§ Listed records
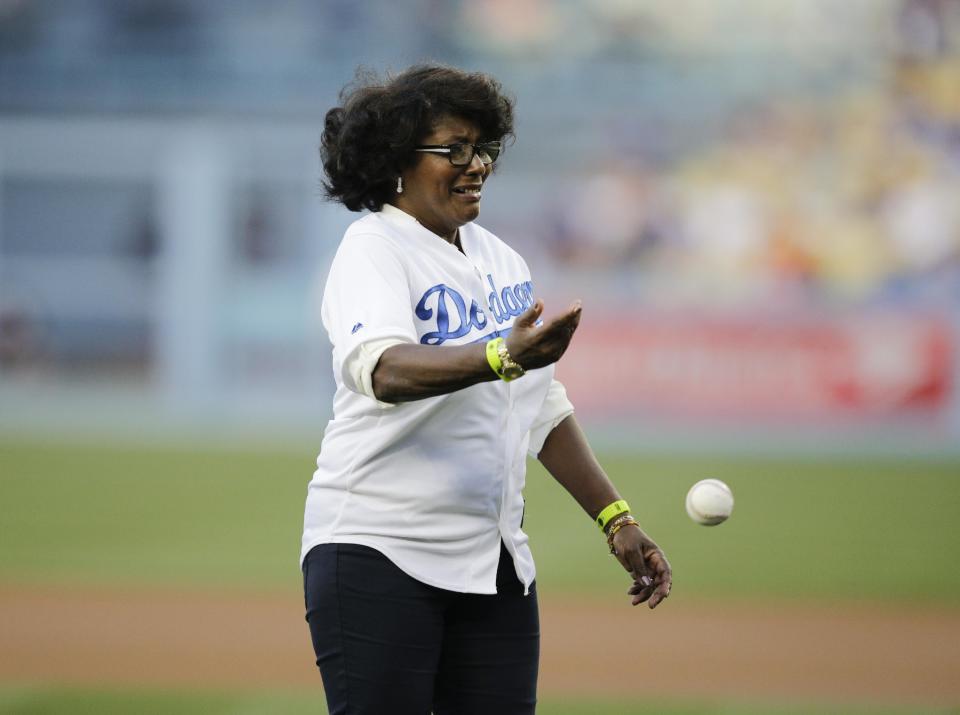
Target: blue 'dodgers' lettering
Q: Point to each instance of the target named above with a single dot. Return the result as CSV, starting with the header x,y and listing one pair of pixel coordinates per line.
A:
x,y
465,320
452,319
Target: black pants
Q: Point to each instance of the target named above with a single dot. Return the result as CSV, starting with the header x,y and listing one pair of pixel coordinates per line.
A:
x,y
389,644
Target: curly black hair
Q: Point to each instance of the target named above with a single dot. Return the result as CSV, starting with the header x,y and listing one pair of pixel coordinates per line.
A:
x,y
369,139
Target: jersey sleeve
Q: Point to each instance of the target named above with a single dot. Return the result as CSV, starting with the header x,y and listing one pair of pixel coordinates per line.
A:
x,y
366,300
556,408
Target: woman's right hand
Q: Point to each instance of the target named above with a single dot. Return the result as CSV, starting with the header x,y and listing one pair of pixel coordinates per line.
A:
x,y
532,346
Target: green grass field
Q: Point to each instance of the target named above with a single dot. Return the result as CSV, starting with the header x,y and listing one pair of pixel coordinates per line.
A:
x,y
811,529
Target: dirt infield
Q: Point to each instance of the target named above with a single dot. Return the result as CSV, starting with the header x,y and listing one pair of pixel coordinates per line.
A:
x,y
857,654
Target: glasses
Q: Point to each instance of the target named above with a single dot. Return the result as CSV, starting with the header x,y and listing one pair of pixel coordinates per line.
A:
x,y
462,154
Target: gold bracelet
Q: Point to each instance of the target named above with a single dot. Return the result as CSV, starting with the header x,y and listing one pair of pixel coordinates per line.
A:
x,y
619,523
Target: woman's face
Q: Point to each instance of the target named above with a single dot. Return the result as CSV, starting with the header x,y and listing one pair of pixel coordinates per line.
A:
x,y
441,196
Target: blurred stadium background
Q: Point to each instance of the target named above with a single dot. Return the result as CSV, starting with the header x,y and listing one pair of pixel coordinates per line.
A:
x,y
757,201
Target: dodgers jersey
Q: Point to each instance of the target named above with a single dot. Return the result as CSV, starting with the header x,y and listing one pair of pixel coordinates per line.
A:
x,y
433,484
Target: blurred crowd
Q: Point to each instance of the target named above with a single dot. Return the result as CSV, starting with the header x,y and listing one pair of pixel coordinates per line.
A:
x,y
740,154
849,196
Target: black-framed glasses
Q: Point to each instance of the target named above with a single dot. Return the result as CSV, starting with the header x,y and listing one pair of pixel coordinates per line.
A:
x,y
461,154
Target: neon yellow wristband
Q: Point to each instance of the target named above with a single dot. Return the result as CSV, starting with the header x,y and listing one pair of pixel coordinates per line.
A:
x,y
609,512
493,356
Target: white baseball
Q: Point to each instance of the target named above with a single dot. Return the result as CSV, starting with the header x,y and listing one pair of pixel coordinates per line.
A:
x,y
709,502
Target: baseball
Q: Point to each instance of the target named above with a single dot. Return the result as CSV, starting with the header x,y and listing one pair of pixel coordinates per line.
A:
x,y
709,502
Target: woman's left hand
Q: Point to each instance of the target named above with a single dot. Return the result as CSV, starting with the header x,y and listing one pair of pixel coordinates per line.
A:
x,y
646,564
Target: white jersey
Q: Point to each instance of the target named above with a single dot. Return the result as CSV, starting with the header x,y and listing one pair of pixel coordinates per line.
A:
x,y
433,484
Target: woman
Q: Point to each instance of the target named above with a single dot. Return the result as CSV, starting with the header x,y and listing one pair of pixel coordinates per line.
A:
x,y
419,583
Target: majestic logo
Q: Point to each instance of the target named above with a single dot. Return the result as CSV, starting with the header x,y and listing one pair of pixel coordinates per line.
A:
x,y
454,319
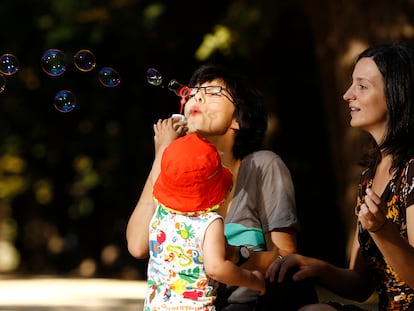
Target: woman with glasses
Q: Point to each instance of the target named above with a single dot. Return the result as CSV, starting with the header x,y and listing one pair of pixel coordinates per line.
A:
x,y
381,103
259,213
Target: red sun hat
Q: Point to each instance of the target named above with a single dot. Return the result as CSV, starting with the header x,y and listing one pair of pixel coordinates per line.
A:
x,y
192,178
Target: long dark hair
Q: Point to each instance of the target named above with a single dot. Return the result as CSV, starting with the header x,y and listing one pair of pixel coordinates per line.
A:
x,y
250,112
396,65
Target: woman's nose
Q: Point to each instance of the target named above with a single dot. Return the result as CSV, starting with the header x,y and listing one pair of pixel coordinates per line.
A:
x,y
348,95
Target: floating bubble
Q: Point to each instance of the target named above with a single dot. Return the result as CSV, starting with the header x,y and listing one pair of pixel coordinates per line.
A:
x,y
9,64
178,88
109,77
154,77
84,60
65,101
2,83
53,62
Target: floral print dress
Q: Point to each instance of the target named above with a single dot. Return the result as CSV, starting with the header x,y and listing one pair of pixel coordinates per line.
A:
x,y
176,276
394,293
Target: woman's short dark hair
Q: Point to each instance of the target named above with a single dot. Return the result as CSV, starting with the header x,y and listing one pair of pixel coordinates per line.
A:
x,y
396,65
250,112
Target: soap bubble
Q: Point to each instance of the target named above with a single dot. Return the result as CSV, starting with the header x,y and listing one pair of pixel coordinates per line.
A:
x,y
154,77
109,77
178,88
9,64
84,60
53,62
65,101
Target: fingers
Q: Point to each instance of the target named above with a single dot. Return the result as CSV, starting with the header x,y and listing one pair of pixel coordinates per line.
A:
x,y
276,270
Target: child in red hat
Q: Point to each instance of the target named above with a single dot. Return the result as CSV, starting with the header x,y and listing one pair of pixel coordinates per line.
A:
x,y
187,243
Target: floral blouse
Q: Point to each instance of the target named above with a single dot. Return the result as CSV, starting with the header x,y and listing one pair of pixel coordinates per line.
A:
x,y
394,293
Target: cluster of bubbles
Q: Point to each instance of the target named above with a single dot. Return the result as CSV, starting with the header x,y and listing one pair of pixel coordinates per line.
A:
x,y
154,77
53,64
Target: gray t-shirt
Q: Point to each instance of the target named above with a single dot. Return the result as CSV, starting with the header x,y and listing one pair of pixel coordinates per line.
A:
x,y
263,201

§ Problem statement
Start at the first line and set down all of the data exactly, passing over the pictures.

§ Answer below
Target: blue 'dodgers' lettering
Q: Point to each instance of the target named above with a single dot. Return the result as CSV, starting with the header x,y and listing one pair of pixel coordinates per line.
A:
x,y
465,320
452,319
Target: black pants
Q: Point to each instance of the target named above with a single dot. Return the result as CSV, starting with the header x,y and listing one pair of pixel coordinates per line.
A:
x,y
389,644
Target: curly black hair
Q: Point to each instance of the target named above with a single dot. Return the result as CSV, starting with the header x,y and listing one pair of pixel coordinates per line.
A:
x,y
369,139
Target: jersey sleeve
Q: Point to each instance of the target named above with a single dot. Return the result as CSV, starting with the header x,y and listing one pair of pixel coordinates per line.
A:
x,y
366,300
556,408
Target: woman's right hand
Q: Point to each instance of the target named above with a single dot. Return the result as CSV, starting with the header x,y and listing one pair of pixel coordinates per line.
A:
x,y
532,346
Target: green grass field
Q: Point to each instance of the target named above with a single dot. Return the result as CSV, starting with the header x,y and listing one pair of pixel coordinates per line.
A:
x,y
811,529
Target: dirt infield
Q: Point to each instance of the target named above with a single dot. Return the result as CSV, starting with the header x,y and listing one pair of pixel coordinates per line.
A:
x,y
857,654
Target: glasses
Q: Point to each instance of the target named above with a single dot. Return the result as CSV, starting with the header x,y and listing one pair of pixel coordinates per line.
A:
x,y
462,154
Target: gold bracelet
Q: Point to each instance of the target named above with a single dot. Return the result as CSV, starting with the header x,y and listing one pair of pixel coordinates per line.
A:
x,y
619,523
Target: woman's face
Q: Point to each instance of the target named above with a single dot. Return the result as CSV, starting with the header x,y and listing one pair of pixel coordinates per line.
A:
x,y
441,196
Target: blurred stadium background
Q: Point to each instance of the target named above with a single dot. Return the result as CSV, starting with the header x,y and listing one pair of pixel coordinates per line.
A:
x,y
757,201
Target: dodgers jersey
Q: Point to each instance of the target named above with a single dot. Return the result as CSV, starting with the header x,y and listing one pair of pixel coordinates per line.
A:
x,y
433,484
Target: blurred crowd
Q: Point to each instance of the target named above with a single dot. Return the result as CSV, starting with the header x,y and listing one pair of pixel coordinates per line.
A:
x,y
740,154
849,196
Target: black-framed glasses
Q: Point to each instance of the target named above with a single dot. Return the result as CSV, starting with the header x,y and listing one pair of pixel coordinates per line.
A:
x,y
461,154
Target: neon yellow wristband
Q: Point to each instance of the target named above with a single dot. Return the result as CSV, starting with the header x,y and listing one pair of pixel coordinates per line.
A:
x,y
609,512
493,356
Target: white baseball
Q: Point to each instance of the target named above with a single dot. Return the result as CSV, starting with the header x,y and listing one pair of pixel coordinates per line.
A:
x,y
709,502
Target: baseball
Q: Point to each instance of the target named above with a single dot. Return the result as CSV, starting with the header x,y and listing one pair of pixel coordinates per line.
A:
x,y
709,502
Target: woman's left hand
Q: Point to each instance of the target named above with a single dot. Return the result as CSV, starting with the header x,y and listing one pair of pixel coordinates per line.
A:
x,y
646,564
Target: white jersey
Q: Point to each instance of the target named above with a single dot. Return the result as CSV, starting with the header x,y and listing one pair of pixel coordinates per line.
A:
x,y
433,484
Target: woman
Q: Point to each instance of the target named above with a single dot. Return the result as CSV, starting with the header x,y and listing one pair of pixel coordinates per line.
A:
x,y
419,583
Target: majestic logo
Q: Point to each instance of the target named above with a single dot. Return the result as CSV, starting with the header x,y and listing one pair of pixel coordinates per line.
A:
x,y
454,319
Target: woman with glasses
Q: Point to each instance of the target named above with a single dot. Return the result as CSV, starting with the header x,y and listing one pair of pixel coordinates per line.
A:
x,y
381,103
259,213
Target: red sun hat
Q: Point to each instance of the target named above with a single dot. Return the result as CSV, starting with the header x,y and listing one pair of pixel coordinates per line.
A:
x,y
192,178
Target: long dark hair
Q: Point to each instance of the target named above with a single dot. Return the result as CSV, starting with the header x,y and listing one pair of pixel coordinates per line.
A:
x,y
250,112
396,65
Target: woman's nose
Q: Point to each instance of the target named above with a single dot. Return the result as CSV, starting with the header x,y and listing one pair of pixel coordinates per line.
A:
x,y
348,95
Target: floating bubble
Q: Point to each instance of the target named above with a single dot. Return the result as CSV, starting with the header x,y and listing one pair of pixel coordinates per line.
A:
x,y
9,64
178,88
109,77
154,77
84,60
65,101
2,83
53,62
Target: floral print dress
Q: Point to each instance of the target named above with a single dot. Return the result as CSV, starting with the header x,y and listing one pair of pixel coordinates per line.
A:
x,y
176,276
394,293
Target: woman's short dark hair
Q: Point to each instance of the target named above with a single dot. Return the result as CSV, starting with the header x,y and listing one pair of pixel coordinates per line.
A:
x,y
396,65
250,112
Target: soap bubble
Q: Point to each instance of the target named above with a single dot. Return the result as CSV, starting with the header x,y and listing one pair of pixel coordinates per line.
A:
x,y
154,77
109,77
178,88
9,64
84,60
53,62
65,101
Target: fingers
Q: Point to each instance of the target named above with a single dot. Return the result as CSV, starting with the header x,y and listing one pair of pixel coordinates per line.
A:
x,y
276,270
Target: child in red hat
Q: Point to each instance of the target named above with a single dot. Return the result as CSV, starting with the header x,y and listing one pair of pixel coordinates per line.
A:
x,y
187,243
Target: floral blouse
Q: Point to each instance of the target named above with a single dot. Return the result as CSV, starting with the header x,y and listing one pair of pixel coordinates per line.
A:
x,y
394,293
Target: cluster of bubbles
Q: Point to each instance of the target named above with a single dot. Return the result as CSV, starting with the header x,y and listing one pair of pixel coordinates per line.
A:
x,y
154,77
53,64
Target: gray t-shirt
Q: Point to each instance of the target named above with a single dot. Return the result as CSV, starting with the header x,y and listing one pair of pixel coordinates per line.
A:
x,y
263,201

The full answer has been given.